··· ENTRIES PROVIDED ···

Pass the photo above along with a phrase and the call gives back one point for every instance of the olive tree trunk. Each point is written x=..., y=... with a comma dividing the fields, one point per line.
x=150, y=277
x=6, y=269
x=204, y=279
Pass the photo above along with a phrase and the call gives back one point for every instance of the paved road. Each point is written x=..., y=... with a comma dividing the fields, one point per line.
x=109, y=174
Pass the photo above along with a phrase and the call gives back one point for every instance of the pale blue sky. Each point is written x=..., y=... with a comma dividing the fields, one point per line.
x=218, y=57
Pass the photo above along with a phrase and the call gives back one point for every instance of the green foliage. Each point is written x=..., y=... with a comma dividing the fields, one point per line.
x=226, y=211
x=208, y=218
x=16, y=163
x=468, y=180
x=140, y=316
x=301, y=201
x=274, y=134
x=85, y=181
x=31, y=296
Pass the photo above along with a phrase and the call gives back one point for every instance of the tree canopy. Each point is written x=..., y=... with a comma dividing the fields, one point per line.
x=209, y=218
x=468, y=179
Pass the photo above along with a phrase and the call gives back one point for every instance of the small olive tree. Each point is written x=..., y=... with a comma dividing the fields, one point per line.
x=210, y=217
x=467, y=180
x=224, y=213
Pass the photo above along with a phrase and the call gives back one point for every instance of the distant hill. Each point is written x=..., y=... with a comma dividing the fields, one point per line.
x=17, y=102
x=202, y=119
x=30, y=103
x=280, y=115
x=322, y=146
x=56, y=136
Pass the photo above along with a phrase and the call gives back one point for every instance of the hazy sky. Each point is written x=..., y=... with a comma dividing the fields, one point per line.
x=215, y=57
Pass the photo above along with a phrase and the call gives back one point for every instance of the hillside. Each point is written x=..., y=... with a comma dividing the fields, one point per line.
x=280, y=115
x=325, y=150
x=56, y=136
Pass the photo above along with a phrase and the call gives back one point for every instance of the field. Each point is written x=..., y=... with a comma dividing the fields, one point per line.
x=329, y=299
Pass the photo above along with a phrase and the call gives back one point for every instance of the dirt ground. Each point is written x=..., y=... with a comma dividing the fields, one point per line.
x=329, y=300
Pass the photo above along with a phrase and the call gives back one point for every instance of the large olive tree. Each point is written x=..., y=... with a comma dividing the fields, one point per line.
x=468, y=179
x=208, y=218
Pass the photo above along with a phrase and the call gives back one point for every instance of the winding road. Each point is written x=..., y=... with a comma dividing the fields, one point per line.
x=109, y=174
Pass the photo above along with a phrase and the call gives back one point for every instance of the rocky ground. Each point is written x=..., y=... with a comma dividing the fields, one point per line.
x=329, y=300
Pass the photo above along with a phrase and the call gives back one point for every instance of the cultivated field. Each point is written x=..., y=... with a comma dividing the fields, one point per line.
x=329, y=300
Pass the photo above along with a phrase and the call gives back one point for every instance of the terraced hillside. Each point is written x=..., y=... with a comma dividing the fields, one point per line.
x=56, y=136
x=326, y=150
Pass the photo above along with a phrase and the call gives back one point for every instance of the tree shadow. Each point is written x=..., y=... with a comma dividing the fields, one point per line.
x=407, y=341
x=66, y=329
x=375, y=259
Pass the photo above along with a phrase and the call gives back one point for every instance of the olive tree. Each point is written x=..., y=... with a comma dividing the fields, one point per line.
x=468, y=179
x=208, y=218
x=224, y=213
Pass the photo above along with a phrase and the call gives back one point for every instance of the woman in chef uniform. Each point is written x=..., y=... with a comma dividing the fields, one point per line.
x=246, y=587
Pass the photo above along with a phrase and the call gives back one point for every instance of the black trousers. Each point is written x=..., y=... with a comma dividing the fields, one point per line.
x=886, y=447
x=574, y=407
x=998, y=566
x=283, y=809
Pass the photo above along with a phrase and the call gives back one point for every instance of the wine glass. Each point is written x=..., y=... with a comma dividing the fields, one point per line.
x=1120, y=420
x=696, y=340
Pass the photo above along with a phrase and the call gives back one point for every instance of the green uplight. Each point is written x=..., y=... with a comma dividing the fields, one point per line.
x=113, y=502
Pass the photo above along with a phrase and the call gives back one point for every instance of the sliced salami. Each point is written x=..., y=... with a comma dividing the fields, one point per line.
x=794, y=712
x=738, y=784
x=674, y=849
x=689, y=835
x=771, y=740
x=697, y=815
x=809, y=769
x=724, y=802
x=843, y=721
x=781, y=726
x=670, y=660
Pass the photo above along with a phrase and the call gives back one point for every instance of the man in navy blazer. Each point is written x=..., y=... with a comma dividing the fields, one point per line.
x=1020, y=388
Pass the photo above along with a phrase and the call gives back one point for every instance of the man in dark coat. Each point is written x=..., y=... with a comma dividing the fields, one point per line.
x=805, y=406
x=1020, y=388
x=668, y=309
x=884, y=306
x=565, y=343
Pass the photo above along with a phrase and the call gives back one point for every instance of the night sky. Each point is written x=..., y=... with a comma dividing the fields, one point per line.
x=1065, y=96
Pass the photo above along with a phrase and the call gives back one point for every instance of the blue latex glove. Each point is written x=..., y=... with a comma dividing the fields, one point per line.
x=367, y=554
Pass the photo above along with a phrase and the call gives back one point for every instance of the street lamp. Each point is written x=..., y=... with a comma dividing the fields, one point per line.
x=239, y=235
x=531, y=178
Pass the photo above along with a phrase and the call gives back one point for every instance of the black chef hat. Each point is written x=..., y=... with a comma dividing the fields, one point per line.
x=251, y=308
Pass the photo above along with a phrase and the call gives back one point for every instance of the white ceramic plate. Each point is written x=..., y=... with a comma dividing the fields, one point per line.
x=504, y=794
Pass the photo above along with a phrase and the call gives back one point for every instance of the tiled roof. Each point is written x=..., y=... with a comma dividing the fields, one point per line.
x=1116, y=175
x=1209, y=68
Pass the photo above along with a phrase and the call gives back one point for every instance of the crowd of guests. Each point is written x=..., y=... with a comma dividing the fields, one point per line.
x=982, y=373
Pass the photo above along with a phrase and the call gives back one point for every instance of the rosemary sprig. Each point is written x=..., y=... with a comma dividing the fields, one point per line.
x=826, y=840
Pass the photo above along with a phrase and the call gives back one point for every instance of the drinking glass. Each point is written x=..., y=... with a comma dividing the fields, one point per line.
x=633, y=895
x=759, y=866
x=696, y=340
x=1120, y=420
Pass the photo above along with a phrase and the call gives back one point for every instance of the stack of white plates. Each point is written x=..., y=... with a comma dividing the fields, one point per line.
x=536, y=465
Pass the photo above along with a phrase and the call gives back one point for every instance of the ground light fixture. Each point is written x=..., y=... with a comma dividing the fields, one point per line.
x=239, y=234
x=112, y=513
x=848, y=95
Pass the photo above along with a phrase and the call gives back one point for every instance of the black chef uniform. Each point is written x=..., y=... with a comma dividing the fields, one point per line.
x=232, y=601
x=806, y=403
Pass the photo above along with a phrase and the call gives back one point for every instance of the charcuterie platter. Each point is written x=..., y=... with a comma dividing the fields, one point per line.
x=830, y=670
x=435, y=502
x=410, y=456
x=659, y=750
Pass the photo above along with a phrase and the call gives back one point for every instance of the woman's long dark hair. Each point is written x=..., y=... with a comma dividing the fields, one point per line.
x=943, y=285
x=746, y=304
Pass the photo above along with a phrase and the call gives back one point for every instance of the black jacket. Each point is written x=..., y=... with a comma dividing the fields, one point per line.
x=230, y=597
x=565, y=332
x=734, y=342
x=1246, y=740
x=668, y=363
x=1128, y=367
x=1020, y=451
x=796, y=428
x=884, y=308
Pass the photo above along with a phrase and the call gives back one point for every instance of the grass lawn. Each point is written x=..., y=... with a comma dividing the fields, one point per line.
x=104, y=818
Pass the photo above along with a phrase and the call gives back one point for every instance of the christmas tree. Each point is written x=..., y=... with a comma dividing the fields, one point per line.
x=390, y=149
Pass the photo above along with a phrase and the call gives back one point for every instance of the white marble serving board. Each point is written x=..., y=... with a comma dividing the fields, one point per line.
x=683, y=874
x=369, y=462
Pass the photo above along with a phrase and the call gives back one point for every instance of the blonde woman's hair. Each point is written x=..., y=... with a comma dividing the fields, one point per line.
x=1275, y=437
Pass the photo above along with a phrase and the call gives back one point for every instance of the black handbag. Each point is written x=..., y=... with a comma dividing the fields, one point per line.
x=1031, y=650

···

Rewrite the data starting at the line that contains "of the drinking" and ending after the line that contains "x=536, y=465", with "drinking glass" replaced by "water glass" and nothing else changed.

Pass the photo above along with a phrase and the call gives back one point for every instance of the water glass. Each point is written x=..., y=... with a comma dividing the fields, one point per line.
x=633, y=895
x=759, y=866
x=696, y=340
x=1120, y=420
Pass the photo above along with a phrase and the call gives back one point for every instance of the stack of white plates. Each point is written x=..., y=... with a comma dividing the fields, one point per line.
x=536, y=465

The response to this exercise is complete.